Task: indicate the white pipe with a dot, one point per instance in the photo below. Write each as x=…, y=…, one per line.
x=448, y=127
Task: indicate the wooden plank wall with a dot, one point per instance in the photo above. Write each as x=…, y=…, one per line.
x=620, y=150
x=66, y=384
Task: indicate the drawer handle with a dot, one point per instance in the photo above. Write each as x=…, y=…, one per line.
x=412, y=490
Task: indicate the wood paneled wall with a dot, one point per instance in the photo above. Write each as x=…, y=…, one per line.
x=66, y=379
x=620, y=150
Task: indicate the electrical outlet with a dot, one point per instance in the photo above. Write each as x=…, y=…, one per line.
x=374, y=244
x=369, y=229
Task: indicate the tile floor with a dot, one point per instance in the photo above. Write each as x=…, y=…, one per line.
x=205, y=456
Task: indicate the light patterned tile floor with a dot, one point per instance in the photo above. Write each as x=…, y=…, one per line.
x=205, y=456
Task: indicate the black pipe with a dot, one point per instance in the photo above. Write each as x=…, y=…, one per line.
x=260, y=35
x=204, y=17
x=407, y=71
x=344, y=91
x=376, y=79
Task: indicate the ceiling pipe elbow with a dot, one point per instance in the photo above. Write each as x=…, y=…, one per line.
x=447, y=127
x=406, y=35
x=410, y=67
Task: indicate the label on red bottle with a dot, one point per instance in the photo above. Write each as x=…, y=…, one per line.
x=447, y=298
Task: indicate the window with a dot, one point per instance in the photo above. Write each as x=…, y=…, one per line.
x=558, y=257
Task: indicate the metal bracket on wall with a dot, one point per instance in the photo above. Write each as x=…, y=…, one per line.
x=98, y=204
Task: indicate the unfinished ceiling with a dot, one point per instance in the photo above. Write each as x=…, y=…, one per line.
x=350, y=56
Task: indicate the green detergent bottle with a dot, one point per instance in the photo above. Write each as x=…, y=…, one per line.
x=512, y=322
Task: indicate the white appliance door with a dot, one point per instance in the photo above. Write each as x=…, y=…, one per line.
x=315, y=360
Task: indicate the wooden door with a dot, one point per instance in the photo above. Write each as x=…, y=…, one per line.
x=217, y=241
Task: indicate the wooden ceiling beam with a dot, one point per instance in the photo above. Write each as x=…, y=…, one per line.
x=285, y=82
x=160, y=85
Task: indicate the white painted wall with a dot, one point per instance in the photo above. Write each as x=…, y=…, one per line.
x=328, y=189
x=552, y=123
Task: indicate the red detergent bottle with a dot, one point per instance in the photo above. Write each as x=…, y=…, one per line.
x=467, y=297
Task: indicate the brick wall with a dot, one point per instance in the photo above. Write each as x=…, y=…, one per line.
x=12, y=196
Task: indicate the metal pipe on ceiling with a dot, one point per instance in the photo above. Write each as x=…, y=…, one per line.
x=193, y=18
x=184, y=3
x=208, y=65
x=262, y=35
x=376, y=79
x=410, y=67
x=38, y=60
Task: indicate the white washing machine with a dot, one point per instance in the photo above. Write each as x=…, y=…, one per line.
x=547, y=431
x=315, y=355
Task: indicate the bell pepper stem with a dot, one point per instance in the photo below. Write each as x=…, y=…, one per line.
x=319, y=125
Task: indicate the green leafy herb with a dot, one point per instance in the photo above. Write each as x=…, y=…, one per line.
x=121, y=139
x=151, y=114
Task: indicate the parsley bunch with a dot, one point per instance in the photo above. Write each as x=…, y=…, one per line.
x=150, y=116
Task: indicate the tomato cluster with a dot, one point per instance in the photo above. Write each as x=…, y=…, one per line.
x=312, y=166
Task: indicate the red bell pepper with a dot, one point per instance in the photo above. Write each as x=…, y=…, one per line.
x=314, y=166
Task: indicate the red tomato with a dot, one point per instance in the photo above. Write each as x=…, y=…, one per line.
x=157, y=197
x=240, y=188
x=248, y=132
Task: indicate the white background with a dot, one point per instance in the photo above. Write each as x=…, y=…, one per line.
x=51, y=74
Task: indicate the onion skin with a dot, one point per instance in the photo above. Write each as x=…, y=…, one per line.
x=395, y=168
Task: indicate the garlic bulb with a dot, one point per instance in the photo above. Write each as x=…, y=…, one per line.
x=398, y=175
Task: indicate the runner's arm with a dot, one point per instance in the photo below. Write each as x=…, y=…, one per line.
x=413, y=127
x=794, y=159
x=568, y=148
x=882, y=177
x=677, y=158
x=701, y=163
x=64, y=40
┄┄┄┄┄┄┄┄┄┄
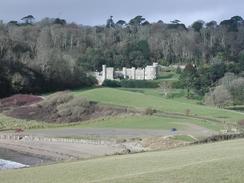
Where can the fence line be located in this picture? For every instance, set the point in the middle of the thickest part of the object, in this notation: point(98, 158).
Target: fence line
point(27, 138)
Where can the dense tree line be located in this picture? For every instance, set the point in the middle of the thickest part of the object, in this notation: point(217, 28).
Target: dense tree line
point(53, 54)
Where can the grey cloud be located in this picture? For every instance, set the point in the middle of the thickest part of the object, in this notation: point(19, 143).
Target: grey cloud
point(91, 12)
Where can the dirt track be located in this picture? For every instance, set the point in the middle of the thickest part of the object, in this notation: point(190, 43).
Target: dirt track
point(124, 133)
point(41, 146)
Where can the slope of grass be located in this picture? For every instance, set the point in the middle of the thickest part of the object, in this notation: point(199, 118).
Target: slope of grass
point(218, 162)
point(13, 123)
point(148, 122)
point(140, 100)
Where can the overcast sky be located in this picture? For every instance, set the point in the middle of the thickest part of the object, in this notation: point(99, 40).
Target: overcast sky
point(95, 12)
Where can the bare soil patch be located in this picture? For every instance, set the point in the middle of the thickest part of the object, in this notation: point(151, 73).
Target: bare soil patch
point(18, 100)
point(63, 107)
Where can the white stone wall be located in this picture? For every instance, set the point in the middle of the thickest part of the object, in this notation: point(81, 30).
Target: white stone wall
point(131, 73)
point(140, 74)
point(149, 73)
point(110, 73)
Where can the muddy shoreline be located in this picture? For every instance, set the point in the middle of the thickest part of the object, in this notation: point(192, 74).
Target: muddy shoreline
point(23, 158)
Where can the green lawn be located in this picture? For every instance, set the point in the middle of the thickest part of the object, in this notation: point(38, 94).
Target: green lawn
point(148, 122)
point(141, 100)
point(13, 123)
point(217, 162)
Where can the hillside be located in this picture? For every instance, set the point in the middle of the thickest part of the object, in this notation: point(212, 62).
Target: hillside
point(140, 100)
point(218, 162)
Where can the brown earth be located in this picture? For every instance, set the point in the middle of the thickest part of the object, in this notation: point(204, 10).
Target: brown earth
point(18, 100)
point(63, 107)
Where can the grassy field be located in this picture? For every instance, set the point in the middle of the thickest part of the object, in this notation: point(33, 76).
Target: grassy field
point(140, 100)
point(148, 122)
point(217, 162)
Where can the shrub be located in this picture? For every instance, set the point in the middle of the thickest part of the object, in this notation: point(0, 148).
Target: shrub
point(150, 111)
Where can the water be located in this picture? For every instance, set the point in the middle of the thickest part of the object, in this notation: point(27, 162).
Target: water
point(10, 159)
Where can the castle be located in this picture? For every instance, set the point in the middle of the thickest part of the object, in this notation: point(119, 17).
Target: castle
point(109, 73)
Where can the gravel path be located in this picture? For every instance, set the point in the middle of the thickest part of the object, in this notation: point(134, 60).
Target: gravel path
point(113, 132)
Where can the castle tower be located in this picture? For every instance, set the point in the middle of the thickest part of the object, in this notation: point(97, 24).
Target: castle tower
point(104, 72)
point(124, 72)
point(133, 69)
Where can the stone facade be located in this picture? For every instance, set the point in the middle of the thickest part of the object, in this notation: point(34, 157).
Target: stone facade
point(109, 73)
┄┄┄┄┄┄┄┄┄┄
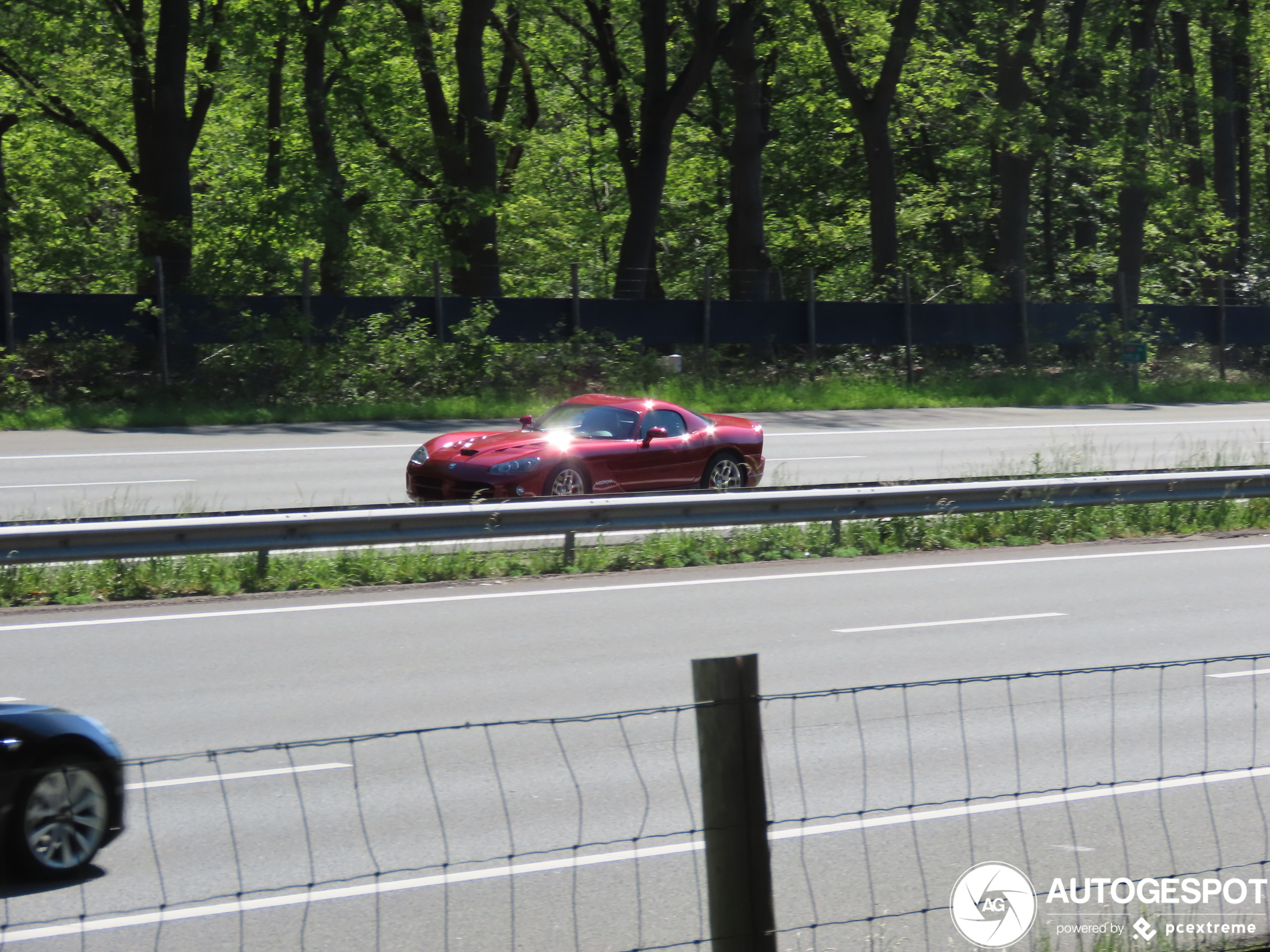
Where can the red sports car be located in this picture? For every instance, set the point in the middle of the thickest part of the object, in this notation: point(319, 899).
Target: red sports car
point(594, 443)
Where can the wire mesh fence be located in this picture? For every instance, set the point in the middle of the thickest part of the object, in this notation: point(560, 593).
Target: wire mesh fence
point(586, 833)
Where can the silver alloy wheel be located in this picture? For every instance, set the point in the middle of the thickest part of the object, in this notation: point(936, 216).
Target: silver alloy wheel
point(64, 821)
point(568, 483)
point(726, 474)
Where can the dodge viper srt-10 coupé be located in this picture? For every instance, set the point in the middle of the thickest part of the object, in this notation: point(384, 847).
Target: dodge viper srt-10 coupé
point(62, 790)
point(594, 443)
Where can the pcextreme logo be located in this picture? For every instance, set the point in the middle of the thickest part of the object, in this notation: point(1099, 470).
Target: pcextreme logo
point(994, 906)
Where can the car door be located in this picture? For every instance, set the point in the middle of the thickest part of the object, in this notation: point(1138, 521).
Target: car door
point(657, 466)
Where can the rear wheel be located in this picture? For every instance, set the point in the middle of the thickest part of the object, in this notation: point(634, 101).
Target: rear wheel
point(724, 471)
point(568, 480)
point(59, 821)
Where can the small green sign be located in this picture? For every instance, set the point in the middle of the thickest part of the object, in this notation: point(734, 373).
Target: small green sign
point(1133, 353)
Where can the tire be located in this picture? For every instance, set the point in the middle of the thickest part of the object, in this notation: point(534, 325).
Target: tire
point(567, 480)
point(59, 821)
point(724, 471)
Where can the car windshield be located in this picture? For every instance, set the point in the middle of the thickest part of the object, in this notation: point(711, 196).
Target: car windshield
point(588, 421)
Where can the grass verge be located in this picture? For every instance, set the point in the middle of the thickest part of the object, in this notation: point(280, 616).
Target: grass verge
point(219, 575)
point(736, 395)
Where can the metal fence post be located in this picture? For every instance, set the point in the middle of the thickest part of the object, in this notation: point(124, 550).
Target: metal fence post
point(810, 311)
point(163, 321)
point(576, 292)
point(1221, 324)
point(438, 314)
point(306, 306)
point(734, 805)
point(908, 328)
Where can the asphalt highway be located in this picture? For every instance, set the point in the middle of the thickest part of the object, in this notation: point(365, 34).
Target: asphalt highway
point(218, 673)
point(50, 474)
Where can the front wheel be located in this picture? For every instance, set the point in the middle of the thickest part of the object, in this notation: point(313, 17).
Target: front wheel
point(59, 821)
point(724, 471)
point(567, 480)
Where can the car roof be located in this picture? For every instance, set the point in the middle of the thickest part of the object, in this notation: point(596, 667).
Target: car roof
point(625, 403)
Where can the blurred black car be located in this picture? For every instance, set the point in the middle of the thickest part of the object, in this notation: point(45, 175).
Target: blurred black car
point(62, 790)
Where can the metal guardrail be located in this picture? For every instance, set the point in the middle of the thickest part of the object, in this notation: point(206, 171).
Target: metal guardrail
┄┄┄┄┄┄┄┄┄┄
GIVEN EXERCISE.
In the records, set out everything from the line containing "Task: indicate the ceiling" down to the line containing "x=217, y=241", both included, as a Markdown table with the columns Number and Line. Give each row a number and leave out blank lines.

FINISHED TASK.
| Number | Line |
|---|---|
| 1 | Task: indicate the ceiling pipe elbow with a dot, one point per instance in the photo above. Write each as x=…, y=…, one per line. |
| 2 | x=447, y=127 |
| 3 | x=406, y=35 |
| 4 | x=410, y=67 |
| 5 | Task: indicate the label on red bottle with a dot, one point per instance in the photo above. Write each as x=…, y=…, one per line. |
| 6 | x=447, y=298 |
| 7 | Task: indicate the window with a dot, one point per instance in the photo above. Write each as x=…, y=…, one per line. |
| 8 | x=558, y=257 |
| 9 | Task: indicate the metal bracket on wall with a dot, one point per instance in the photo above. Write each as x=…, y=…, one per line. |
| 10 | x=98, y=204 |
| 11 | Task: indicate the unfinished ceiling with a dot, one point per instance in the photo above. Write each as x=…, y=…, one per line. |
| 12 | x=350, y=56 |
| 13 | Task: indicate the green detergent bottle with a dot, one point per instance in the photo above. Write each as x=…, y=…, one per line. |
| 14 | x=512, y=322 |
| 15 | Task: indicate the white appliance door with a dot, one point per instance in the photo above. Write each as x=…, y=…, one per line. |
| 16 | x=315, y=360 |
| 17 | Task: indicate the wooden door with a dot, one point per instance in the photo above. Write each as x=…, y=…, one per line. |
| 18 | x=217, y=241 |